■ DATA LISTING:
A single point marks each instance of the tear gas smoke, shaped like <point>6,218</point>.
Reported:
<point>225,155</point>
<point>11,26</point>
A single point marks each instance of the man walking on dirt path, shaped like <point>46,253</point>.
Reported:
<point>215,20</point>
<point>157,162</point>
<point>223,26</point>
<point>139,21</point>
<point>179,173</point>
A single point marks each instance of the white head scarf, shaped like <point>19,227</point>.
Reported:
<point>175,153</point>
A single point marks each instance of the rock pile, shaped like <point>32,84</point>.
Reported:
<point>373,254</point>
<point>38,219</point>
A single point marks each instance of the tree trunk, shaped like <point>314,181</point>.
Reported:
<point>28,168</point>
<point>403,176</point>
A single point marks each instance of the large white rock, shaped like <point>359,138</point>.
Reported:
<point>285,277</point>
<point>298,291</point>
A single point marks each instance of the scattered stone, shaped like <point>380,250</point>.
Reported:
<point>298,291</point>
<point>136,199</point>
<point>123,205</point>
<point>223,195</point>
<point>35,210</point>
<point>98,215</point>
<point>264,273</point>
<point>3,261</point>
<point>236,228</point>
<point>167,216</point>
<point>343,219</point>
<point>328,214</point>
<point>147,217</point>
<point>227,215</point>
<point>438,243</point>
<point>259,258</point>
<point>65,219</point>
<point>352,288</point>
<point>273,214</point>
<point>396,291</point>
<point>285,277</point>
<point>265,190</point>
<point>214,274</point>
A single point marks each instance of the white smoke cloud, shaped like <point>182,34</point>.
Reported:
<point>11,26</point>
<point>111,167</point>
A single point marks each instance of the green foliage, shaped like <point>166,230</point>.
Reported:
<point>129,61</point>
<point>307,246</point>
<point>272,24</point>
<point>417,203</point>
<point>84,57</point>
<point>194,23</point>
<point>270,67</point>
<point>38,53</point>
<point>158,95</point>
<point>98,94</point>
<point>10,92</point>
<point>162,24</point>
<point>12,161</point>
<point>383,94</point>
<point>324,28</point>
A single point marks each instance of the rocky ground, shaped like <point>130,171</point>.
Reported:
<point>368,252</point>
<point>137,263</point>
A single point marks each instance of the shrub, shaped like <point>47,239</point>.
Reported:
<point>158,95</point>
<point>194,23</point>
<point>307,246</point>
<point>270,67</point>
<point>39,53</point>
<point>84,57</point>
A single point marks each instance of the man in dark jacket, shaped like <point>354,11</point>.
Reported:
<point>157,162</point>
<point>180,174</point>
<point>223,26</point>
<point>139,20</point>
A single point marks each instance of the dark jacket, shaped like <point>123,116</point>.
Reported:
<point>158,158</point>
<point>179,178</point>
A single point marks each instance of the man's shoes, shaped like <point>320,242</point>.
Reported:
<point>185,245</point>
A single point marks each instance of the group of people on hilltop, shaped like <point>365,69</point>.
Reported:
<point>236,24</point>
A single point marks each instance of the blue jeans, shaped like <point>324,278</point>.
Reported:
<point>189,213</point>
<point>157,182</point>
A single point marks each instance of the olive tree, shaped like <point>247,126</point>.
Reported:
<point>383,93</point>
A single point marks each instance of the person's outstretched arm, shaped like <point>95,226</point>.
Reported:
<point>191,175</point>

■ YOUR GOAL: Will you copy out everything from the first of the rows above down to the line containing "<point>179,173</point>", including that line and keeping the requests in, while shifting both coordinates of every reported point up by 142? Leave the sample points inside the requests as they are.

■ TASK RESPONSE:
A single point marks each instance of the tear gas smoke, shaped like <point>6,218</point>.
Reported:
<point>367,297</point>
<point>153,168</point>
A single point marks each instance of the man walking on dirt path, shaped like <point>46,253</point>.
Reported:
<point>357,162</point>
<point>299,304</point>
<point>365,168</point>
<point>281,163</point>
<point>321,315</point>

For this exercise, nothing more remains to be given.